Aim of the exercise
Reproduce each line exactly.

--------------------------------

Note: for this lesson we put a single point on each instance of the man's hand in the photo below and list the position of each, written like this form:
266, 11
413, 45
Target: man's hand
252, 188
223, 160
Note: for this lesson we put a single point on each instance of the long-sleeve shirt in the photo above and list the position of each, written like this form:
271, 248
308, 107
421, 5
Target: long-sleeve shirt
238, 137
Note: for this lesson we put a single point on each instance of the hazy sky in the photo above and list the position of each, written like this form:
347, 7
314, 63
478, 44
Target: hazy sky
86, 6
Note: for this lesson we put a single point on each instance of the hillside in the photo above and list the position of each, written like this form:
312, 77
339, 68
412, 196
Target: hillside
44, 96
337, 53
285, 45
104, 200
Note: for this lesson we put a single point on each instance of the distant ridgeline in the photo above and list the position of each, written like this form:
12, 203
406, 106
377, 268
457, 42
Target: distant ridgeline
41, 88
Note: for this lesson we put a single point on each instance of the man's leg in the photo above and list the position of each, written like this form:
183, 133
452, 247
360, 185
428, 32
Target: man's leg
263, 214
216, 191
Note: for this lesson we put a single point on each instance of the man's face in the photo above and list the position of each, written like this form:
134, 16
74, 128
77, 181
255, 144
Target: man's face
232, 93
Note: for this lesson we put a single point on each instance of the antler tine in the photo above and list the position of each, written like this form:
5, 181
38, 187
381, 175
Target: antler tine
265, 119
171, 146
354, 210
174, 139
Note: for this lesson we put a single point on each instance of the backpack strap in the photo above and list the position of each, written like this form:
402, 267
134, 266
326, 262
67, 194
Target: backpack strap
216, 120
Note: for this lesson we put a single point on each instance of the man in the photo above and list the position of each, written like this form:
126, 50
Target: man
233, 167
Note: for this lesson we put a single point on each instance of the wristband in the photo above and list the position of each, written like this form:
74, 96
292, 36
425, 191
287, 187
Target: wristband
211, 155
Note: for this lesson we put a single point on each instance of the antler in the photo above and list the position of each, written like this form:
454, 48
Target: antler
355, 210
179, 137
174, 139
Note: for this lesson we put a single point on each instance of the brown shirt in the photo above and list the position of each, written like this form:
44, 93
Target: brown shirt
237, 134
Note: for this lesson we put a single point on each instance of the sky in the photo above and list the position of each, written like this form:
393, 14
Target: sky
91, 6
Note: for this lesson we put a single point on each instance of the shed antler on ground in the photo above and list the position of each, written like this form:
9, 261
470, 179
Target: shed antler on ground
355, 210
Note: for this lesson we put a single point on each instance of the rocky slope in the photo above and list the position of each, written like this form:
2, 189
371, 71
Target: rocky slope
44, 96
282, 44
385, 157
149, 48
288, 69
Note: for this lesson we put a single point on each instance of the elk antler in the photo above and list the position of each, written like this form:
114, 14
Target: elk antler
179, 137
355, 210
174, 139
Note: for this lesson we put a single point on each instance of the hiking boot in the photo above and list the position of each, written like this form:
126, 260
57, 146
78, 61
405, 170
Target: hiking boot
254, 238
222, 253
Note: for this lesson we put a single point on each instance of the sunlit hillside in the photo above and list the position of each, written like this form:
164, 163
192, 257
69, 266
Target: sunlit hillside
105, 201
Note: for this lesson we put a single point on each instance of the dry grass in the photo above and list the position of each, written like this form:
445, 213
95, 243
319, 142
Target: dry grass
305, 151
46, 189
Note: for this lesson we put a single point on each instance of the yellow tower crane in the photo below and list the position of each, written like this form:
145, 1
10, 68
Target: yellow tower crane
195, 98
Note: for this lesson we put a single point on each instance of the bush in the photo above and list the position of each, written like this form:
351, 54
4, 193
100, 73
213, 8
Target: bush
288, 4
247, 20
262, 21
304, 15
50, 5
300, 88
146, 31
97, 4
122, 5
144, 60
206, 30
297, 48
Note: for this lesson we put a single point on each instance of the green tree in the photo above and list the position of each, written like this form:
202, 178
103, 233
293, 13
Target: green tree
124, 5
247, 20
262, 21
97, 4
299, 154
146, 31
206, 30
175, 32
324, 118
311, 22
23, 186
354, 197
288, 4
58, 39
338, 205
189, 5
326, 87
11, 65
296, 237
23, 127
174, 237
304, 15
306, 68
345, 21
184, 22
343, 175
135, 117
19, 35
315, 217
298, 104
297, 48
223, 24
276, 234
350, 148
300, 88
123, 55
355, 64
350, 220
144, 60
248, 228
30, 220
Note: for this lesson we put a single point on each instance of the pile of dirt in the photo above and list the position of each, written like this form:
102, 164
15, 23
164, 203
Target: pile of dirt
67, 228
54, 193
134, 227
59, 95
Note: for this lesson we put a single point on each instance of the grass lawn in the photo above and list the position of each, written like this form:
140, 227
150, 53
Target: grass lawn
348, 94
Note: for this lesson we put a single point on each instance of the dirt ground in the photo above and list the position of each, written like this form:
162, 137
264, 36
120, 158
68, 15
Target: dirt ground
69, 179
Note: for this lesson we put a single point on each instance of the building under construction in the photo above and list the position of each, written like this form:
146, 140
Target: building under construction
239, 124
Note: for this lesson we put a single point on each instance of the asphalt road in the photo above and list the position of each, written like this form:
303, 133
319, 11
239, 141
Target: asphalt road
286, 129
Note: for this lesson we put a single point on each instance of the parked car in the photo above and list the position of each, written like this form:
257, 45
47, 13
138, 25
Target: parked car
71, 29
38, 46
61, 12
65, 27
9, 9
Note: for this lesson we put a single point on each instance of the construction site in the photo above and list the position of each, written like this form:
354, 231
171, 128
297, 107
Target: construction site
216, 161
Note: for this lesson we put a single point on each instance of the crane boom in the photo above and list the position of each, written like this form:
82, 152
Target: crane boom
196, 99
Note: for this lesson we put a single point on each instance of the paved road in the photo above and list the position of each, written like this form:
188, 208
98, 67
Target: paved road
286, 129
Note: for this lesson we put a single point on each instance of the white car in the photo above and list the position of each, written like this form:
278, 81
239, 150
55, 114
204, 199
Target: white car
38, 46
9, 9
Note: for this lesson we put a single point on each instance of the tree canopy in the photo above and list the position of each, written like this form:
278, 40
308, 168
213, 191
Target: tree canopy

--------------------------------

Output
Note: for this lesson we put a single point on each instance of the man's hand in the photo below and list the position of each, written like this form:
266, 11
413, 45
Target: man's hand
252, 188
223, 160
Note: for this lesson we put a single point on each instance of the long-sleeve shirt in the photo above and list the position of each, written like this form:
271, 248
308, 107
421, 5
Target: long-sleeve shirt
238, 137
Note: for this lesson we put a single point on each instance of the hazy sky in the photo above and list the position of each, written like this form:
347, 7
314, 63
478, 44
Target: hazy sky
86, 6
Note: for this lesson we put a single point on each instance of the hillside in the photo above and list the position of each, written like this form:
312, 77
339, 68
412, 196
Target: hillside
44, 96
337, 53
285, 45
104, 200
Note: for this lesson we put a single point on each instance of the distant ridgeline in the photo above and list the position of each, written like this form:
12, 203
406, 106
377, 268
457, 42
Target: distant ridgeline
41, 88
Note: for this lesson we put a single point on each instance of the man's leg in the photo above and list the position of each, written like this form:
183, 133
452, 247
360, 185
428, 32
Target: man's leg
263, 214
216, 191
Note: for this lesson we put a single point on each instance of the man's face in the photo above and list the position of each, written like this form:
134, 16
74, 128
77, 181
255, 144
Target: man's face
232, 93
Note: for this lesson we put a single point on each instance of the antler tine in the photo above and list the position of each, written like this form:
5, 181
38, 187
381, 175
Target: antler tine
265, 119
171, 146
354, 210
174, 139
Note: for this lesson we put a single point on each instance of the backpack strap in the photo above and list the position of each, written like this form:
402, 267
134, 266
326, 262
67, 194
Target: backpack strap
216, 120
Note: for this lesson we put a single point on each instance of the man in the photo above and list the position of each, written like this form:
126, 50
Target: man
233, 167
Note: for this lesson we put a single point on each instance of the wristband in the photo above and list the position of each, written like this form:
74, 96
292, 36
425, 191
287, 187
Target: wristband
211, 155
Note: for this lesson we put a single point on each instance of the antler in the photo above and list the position of each, written like this form:
454, 48
Target: antler
355, 210
179, 137
174, 139
Note: for this lesson we put a single point on each instance of the brown shirt in the photo above and list the position of each, written like this form:
44, 93
Target: brown shirt
237, 134
Note: for this lesson we put a single point on each instance of the sky in the photo above and list the position of each, written like this form:
393, 14
Target: sky
91, 6
Note: for this lesson we put a single point on each instance of the shed antler on ground in the photo above and list the position of each, written like this form:
9, 261
470, 179
Target: shed antler on ground
355, 210
Note: for this lesson we put a single point on each instance of the rocky slope in the photo above and list the position of each, written like this form:
2, 189
371, 71
Target: rocky slope
44, 96
282, 44
385, 157
149, 48
288, 69
Note: for this lesson we put a single point on each instance of the elk antler in the photo above and list the position of each, written like this form:
114, 14
Target: elk antler
179, 137
355, 210
174, 139
Note: for this lesson we put a single point on each instance of the hiking boot in the photo above and list the position of each, written like this form:
126, 260
57, 146
78, 61
405, 170
Target: hiking boot
254, 238
222, 253
Note: for this lesson we put a single point on each instance of the sunlit hillside in the photo above and list the position of each, written like this form:
164, 163
192, 257
69, 266
Target: sunlit hillside
105, 201
Note: for this lesson we put a single point on each instance of the dry grass in the photo above and list the position of each, written like this form:
445, 213
95, 243
319, 142
Target: dry grass
305, 151
46, 189
Note: for this lesson we put a single point on each instance of the yellow tower crane in the photo below and list the position of each, written like this form:
145, 1
10, 68
Target: yellow tower crane
195, 98
Note: for this lesson we put a single point on each instance of the bush in the photo above and list the position of each, written like this form:
351, 54
4, 193
100, 73
213, 8
Target: bush
288, 4
247, 20
262, 21
304, 15
50, 5
300, 88
146, 31
97, 4
122, 5
144, 60
206, 30
297, 48
Note: for this lesson we put a single point on each instance of the green tree in the photo above and list the position of each, written like this form:
202, 178
103, 233
293, 13
Target: green tree
124, 5
247, 20
262, 21
97, 4
299, 154
146, 31
206, 30
175, 32
324, 118
311, 22
23, 186
354, 197
288, 4
58, 39
338, 205
189, 5
326, 87
11, 65
296, 237
23, 127
174, 237
304, 15
306, 68
345, 21
184, 22
343, 175
135, 117
19, 35
315, 217
298, 104
297, 48
223, 24
276, 234
350, 148
300, 88
123, 55
355, 64
350, 220
144, 60
248, 228
30, 220
Note: for this lesson we put a single point on each instance of the pile of dirt in the photo above and list the position of each, written like this form:
102, 164
15, 23
164, 203
Target: pile of dirt
67, 228
54, 193
134, 227
59, 95
Note: for this lesson we put a single point on each instance of the grass lawn in the photo above and list the position of each, written like this form:
140, 227
150, 53
Target: grass lawn
348, 94
Note: for this lesson we put a single point on each instance of the dirt ground in the photo above and list the position of each, written like this form:
162, 137
264, 36
120, 158
68, 15
Target: dirt ground
69, 179
Note: for this lesson we put a single point on each instance of the building under construction in the photo above and list the position of each, written like this form:
146, 140
Target: building under construction
239, 124
Note: for this lesson we put a single point on each instance of the asphalt road in the photo above and list the position of each, written like this form:
303, 133
319, 11
239, 141
Target: asphalt road
286, 129
Note: for this lesson we put a single point on each instance of the parked car in the photo above and list the position of each, written like this form:
257, 45
47, 13
138, 25
Target: parked car
71, 29
38, 46
61, 12
65, 27
9, 9
Note: for this lesson we put a single point on each instance of the construction site in the photo above and list the position of each, written like this form:
354, 231
171, 128
297, 107
Target: construction site
216, 161
Note: for this lesson we put a single point on each instance of the crane boom in the photo above and list the position of each, written like this form:
82, 152
Target: crane boom
196, 99
Note: for this lesson we put a single point on each instance of the paved road in the photo above and list the position of each, written like this form:
188, 208
98, 67
Target: paved road
286, 129
Note: for this lesson we put a single point on each instance of the white car in the photo above and list the position of each, written like this form:
278, 81
239, 150
55, 114
204, 199
Target: white car
38, 46
9, 9
Note: for this lesson we put a single point on each instance of the tree canopy in the photo above and list the position of each, written like this form:
278, 40
308, 168
213, 191
Target: tree canopy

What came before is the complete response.